:: Assignment ::
What lines in the records below contain the string "each"? Copy every one.

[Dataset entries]
*****
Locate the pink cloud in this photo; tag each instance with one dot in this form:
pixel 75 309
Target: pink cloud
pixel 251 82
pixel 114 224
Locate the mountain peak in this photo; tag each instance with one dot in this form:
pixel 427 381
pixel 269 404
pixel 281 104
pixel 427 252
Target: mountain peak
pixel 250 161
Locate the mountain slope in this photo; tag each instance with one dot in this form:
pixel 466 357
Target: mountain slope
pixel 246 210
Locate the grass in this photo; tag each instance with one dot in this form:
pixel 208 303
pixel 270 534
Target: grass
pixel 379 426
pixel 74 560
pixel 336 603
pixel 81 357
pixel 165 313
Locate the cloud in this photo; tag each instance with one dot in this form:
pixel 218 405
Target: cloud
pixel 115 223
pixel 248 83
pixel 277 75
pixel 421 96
*****
:: Written answer ::
Locate the pink cloud in this photo; tag each instance with one dot in this form:
Locate the mountain peak in this photo; tag each instance with one dot in this form:
Locate the mountain slope in this photo; tag each instance with one dot in this form:
Locate the grass in this photo; tag each instance with one dot in this form:
Locate the cloud in this photo; tag each instance with one dot in this form:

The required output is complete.